▶ [Exercise objective]
Find "Question. Put a marker on each instance of the rock" in the data below; transcribe the line it appears on and each line after it, exactly, to the end, and nothing else.

▶ [Supplied material]

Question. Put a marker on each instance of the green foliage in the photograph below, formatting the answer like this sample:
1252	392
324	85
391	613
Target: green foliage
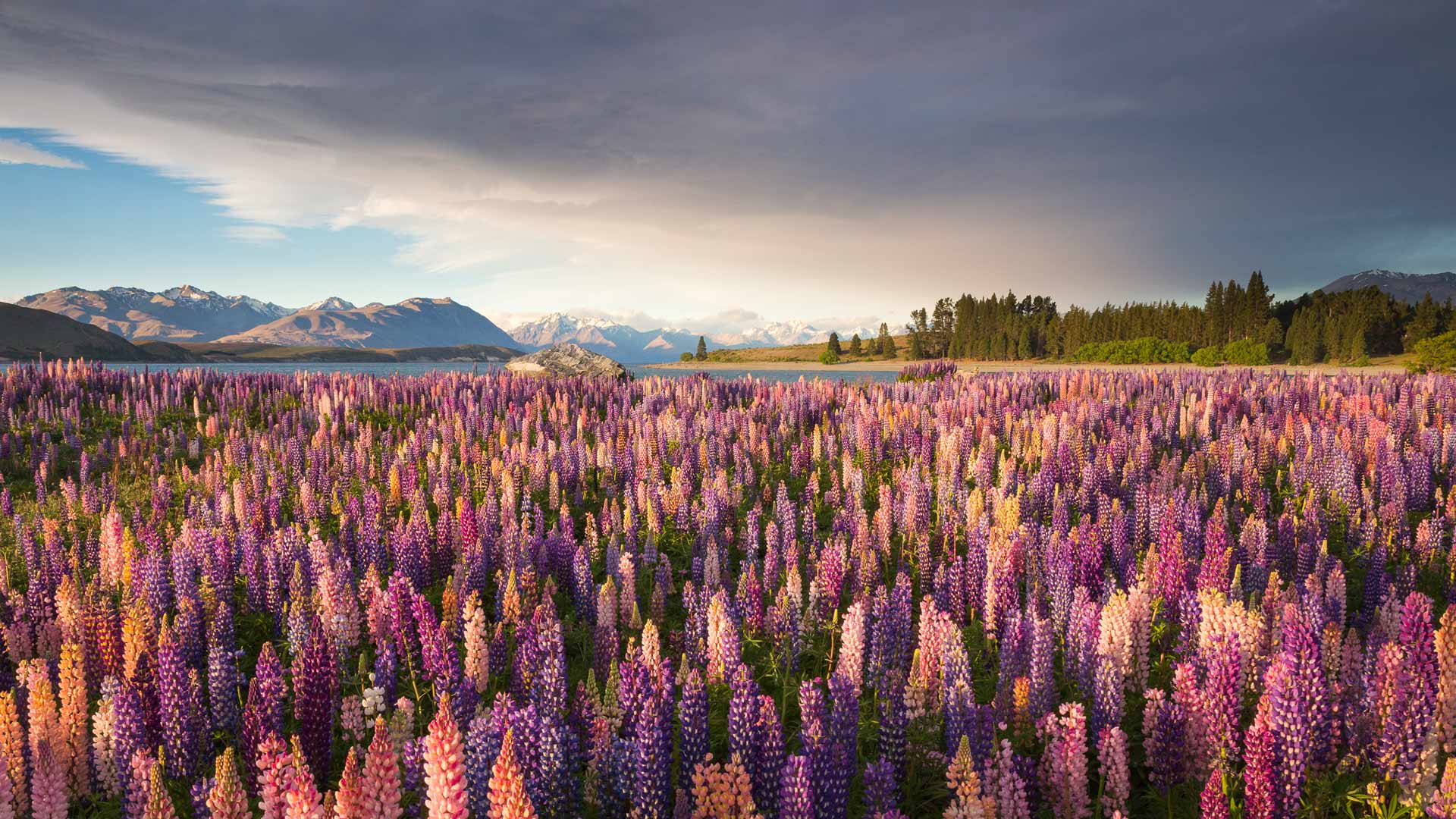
884	344
916	346
1147	350
1343	327
1435	354
1247	353
1210	356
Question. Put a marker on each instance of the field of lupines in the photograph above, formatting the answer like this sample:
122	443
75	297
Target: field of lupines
1078	594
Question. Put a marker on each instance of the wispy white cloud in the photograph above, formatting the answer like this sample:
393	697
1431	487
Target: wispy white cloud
256	234
669	159
15	152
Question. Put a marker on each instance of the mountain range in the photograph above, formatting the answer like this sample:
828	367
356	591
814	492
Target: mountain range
1405	286
196	316
413	322
631	344
181	314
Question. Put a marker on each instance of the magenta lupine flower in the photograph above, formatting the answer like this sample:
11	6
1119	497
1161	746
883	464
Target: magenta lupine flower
1260	780
1065	761
1223	698
262	713
1212	802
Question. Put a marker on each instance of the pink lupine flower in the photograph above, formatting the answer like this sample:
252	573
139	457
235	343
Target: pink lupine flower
509	798
228	799
1063	761
381	781
348	800
49	787
1111	760
444	767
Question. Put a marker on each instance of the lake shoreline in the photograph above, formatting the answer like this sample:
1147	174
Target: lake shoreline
973	368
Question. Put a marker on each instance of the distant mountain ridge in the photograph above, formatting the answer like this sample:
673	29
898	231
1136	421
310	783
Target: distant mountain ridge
413	322
28	333
180	314
194	315
629	344
1405	286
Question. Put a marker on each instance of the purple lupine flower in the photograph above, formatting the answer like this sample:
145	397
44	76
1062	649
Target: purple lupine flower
180	706
767	767
1411	687
1212	802
1165	727
131	733
743	717
692	720
315	691
843	727
653	755
479	757
221	670
881	787
797	789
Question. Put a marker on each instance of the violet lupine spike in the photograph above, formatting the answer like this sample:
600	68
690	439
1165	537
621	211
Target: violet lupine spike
1165	729
315	681
692	719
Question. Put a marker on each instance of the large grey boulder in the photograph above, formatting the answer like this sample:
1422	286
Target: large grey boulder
566	360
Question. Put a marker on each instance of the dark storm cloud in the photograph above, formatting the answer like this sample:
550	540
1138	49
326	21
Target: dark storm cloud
1085	149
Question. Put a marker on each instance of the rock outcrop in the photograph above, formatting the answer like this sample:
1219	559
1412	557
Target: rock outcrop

▶ [Solution to the problem]
Question. Put a marker on each instance of the rock outcrop in the photograph above, formatting the answer like this sample:
1219	559
1412	557
Target: rock outcrop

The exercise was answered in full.